===== DATASET EXCERPTS =====

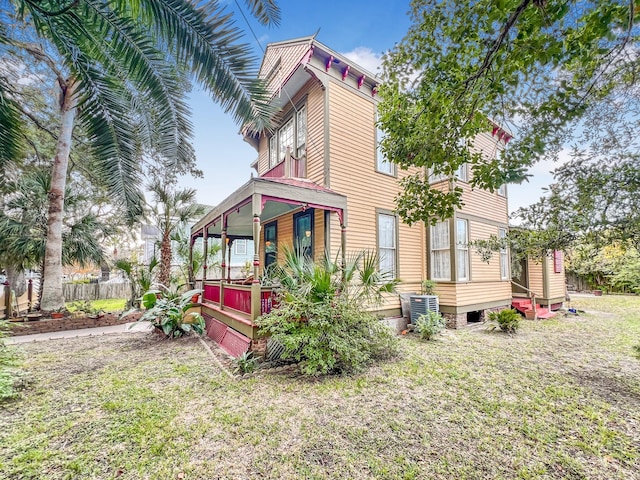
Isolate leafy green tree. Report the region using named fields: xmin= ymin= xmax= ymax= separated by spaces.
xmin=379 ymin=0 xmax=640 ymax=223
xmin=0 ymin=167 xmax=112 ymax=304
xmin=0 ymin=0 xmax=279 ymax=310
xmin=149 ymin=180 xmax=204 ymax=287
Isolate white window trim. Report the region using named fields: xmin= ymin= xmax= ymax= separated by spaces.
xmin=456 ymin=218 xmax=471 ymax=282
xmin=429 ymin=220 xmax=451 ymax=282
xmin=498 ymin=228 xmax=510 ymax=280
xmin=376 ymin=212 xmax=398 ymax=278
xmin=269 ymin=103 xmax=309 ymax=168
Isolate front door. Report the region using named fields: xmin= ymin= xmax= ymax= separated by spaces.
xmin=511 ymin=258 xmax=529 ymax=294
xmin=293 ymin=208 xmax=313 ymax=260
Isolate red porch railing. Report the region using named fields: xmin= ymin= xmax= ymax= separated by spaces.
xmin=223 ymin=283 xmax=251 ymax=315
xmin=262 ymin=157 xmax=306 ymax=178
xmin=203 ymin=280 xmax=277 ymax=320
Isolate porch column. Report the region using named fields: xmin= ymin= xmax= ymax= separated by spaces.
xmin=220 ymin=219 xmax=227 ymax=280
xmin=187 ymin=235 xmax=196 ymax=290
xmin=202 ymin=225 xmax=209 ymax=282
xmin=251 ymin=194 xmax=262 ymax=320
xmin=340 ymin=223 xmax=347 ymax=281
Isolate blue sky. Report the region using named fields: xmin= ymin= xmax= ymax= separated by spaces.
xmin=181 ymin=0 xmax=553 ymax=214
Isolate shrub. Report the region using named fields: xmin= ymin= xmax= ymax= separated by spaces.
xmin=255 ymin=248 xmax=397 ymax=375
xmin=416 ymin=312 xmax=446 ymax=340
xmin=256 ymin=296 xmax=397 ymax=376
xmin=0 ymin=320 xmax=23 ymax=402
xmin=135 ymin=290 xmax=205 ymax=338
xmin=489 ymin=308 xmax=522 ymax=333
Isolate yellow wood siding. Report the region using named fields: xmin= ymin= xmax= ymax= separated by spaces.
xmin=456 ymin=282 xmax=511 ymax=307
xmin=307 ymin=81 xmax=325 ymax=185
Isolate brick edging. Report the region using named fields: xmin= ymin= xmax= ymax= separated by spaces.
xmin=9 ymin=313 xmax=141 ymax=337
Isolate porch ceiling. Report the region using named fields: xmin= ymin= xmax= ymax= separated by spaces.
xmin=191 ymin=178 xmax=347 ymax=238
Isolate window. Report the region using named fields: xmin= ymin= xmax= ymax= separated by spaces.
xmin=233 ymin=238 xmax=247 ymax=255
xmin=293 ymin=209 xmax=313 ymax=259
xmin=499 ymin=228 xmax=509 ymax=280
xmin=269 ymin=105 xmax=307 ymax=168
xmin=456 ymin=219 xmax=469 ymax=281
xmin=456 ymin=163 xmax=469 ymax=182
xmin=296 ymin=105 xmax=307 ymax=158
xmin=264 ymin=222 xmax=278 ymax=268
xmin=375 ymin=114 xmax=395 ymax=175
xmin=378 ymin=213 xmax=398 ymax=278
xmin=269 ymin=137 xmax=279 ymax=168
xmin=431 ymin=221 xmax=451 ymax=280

=====
===== DATASET EXCERPTS =====

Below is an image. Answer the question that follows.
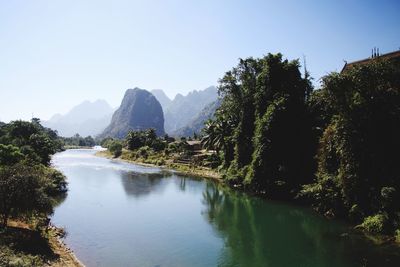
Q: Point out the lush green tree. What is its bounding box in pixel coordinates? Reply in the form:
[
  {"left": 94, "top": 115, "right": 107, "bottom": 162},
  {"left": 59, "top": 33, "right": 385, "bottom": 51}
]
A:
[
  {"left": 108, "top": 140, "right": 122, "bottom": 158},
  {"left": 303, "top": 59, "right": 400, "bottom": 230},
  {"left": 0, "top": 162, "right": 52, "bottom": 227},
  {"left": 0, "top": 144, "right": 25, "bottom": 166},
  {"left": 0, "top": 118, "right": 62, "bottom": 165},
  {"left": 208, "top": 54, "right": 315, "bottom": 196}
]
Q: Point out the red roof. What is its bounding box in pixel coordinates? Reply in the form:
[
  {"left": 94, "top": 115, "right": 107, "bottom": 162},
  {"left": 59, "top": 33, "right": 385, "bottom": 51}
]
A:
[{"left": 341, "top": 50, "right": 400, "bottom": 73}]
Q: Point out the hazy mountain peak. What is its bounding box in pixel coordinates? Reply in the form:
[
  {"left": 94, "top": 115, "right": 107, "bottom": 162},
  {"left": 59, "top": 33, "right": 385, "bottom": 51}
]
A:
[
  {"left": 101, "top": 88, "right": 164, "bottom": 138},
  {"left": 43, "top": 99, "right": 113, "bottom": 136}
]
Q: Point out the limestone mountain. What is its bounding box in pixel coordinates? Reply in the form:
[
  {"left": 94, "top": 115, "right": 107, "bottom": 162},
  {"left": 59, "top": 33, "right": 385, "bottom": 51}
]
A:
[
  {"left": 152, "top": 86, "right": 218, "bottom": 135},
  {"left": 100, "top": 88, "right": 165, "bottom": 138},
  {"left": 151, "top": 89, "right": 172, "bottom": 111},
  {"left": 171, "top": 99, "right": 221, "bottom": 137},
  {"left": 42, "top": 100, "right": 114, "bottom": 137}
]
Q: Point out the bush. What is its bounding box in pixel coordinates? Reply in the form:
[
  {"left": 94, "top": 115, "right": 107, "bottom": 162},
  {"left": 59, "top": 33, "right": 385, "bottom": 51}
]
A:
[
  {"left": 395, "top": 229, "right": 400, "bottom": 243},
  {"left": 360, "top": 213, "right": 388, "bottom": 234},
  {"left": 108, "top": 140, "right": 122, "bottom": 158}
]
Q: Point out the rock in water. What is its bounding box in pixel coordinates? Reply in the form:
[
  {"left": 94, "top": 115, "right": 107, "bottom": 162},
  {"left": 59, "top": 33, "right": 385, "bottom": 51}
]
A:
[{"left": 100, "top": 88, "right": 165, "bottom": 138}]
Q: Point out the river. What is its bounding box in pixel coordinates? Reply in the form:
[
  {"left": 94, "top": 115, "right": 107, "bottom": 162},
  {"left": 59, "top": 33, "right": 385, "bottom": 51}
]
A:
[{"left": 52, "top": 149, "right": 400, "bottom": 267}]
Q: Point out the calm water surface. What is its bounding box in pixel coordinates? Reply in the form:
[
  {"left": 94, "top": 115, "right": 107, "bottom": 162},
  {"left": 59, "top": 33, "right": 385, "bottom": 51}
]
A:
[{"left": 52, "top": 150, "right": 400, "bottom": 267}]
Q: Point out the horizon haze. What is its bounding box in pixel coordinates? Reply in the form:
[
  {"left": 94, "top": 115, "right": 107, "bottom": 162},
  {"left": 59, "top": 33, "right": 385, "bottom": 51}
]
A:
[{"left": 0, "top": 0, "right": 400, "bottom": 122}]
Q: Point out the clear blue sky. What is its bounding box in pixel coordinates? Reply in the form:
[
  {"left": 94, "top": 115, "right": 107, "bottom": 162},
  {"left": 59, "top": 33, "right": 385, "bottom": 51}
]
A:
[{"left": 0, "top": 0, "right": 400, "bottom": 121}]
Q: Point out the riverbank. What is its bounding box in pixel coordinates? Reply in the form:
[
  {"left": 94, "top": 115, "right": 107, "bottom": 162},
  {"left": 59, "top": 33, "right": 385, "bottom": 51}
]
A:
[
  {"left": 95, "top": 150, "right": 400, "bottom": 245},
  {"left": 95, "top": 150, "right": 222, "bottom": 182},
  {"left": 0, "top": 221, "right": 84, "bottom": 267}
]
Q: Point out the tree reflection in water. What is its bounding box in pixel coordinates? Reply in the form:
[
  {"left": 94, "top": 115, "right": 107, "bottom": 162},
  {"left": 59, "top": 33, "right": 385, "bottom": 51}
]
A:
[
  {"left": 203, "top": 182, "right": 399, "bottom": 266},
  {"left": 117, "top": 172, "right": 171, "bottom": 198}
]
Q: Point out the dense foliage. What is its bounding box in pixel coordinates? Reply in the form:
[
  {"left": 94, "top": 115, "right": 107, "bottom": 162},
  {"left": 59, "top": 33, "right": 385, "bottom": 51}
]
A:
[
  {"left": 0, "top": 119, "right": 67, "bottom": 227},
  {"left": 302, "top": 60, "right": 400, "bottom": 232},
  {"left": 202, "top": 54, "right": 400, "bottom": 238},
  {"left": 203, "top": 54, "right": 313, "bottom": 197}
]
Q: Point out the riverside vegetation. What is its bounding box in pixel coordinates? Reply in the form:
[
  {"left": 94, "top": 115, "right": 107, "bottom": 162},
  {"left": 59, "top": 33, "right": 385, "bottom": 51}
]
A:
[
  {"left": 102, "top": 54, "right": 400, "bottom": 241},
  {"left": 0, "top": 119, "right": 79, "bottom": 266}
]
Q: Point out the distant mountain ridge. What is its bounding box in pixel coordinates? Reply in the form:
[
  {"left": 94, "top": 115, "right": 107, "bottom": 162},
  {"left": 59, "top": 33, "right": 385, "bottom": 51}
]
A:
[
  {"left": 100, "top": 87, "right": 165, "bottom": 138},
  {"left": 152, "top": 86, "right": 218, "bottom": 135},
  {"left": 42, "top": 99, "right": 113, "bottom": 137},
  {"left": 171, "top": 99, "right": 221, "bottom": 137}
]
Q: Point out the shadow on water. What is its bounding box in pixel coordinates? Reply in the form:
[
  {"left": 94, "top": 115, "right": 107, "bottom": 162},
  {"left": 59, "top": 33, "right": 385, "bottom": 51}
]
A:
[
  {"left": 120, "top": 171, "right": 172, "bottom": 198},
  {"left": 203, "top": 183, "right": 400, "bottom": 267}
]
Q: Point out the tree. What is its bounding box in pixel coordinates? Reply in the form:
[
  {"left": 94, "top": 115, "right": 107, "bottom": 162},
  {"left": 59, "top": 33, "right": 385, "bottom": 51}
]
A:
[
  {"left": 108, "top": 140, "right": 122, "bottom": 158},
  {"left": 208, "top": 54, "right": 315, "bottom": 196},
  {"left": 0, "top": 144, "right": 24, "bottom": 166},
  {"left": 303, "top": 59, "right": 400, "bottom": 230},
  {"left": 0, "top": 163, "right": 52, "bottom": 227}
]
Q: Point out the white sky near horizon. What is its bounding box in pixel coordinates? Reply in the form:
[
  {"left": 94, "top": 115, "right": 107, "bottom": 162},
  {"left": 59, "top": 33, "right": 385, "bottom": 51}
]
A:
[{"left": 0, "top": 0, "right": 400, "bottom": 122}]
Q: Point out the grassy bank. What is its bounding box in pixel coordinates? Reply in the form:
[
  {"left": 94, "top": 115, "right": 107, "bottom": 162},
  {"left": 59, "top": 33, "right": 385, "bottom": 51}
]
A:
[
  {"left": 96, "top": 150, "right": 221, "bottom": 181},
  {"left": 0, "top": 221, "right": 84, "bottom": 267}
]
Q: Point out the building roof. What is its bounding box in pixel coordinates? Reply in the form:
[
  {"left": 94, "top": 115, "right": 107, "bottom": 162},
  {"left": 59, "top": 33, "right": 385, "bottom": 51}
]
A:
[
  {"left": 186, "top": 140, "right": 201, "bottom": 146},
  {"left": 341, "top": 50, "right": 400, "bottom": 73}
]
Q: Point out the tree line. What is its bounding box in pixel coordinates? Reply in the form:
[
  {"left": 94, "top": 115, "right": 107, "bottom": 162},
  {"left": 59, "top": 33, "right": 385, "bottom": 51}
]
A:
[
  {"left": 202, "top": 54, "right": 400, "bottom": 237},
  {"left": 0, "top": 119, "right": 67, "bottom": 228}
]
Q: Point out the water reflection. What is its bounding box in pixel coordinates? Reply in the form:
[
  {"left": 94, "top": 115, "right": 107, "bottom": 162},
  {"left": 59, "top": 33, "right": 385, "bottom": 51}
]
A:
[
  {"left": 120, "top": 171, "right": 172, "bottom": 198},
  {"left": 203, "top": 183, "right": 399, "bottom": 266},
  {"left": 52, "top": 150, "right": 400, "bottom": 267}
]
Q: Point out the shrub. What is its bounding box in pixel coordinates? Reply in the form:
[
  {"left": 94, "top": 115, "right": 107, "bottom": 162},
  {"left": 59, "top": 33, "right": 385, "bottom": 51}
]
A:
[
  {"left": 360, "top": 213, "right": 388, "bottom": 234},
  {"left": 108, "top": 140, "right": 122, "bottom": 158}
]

=====

■ OBJECTIVE ■
Arrange the entries from the line containing "Isolate brick edging." through the line containing "xmin=431 ymin=221 xmax=451 ymax=280" as a numbered list, leaving out blank lines.

■ RESPONSE TO THE EXERCISE ■
1. Isolate brick edging. Report the region using named fields: xmin= ymin= xmax= ymax= separated by spaces.
2. xmin=9 ymin=313 xmax=141 ymax=337
3. Isolate porch ceiling. Report the region using named fields: xmin= ymin= xmax= ymax= separated by spaces.
4. xmin=191 ymin=178 xmax=347 ymax=238
5. Isolate window. Report the region using named fields: xmin= ymin= xmax= ymax= separated by spaces.
6. xmin=233 ymin=238 xmax=247 ymax=255
7. xmin=293 ymin=209 xmax=313 ymax=259
8. xmin=499 ymin=228 xmax=509 ymax=280
9. xmin=269 ymin=105 xmax=307 ymax=168
10. xmin=456 ymin=219 xmax=469 ymax=281
11. xmin=456 ymin=163 xmax=469 ymax=182
12. xmin=296 ymin=105 xmax=307 ymax=158
13. xmin=264 ymin=222 xmax=278 ymax=268
14. xmin=375 ymin=114 xmax=395 ymax=175
15. xmin=378 ymin=213 xmax=398 ymax=278
16. xmin=269 ymin=137 xmax=279 ymax=168
17. xmin=431 ymin=221 xmax=451 ymax=280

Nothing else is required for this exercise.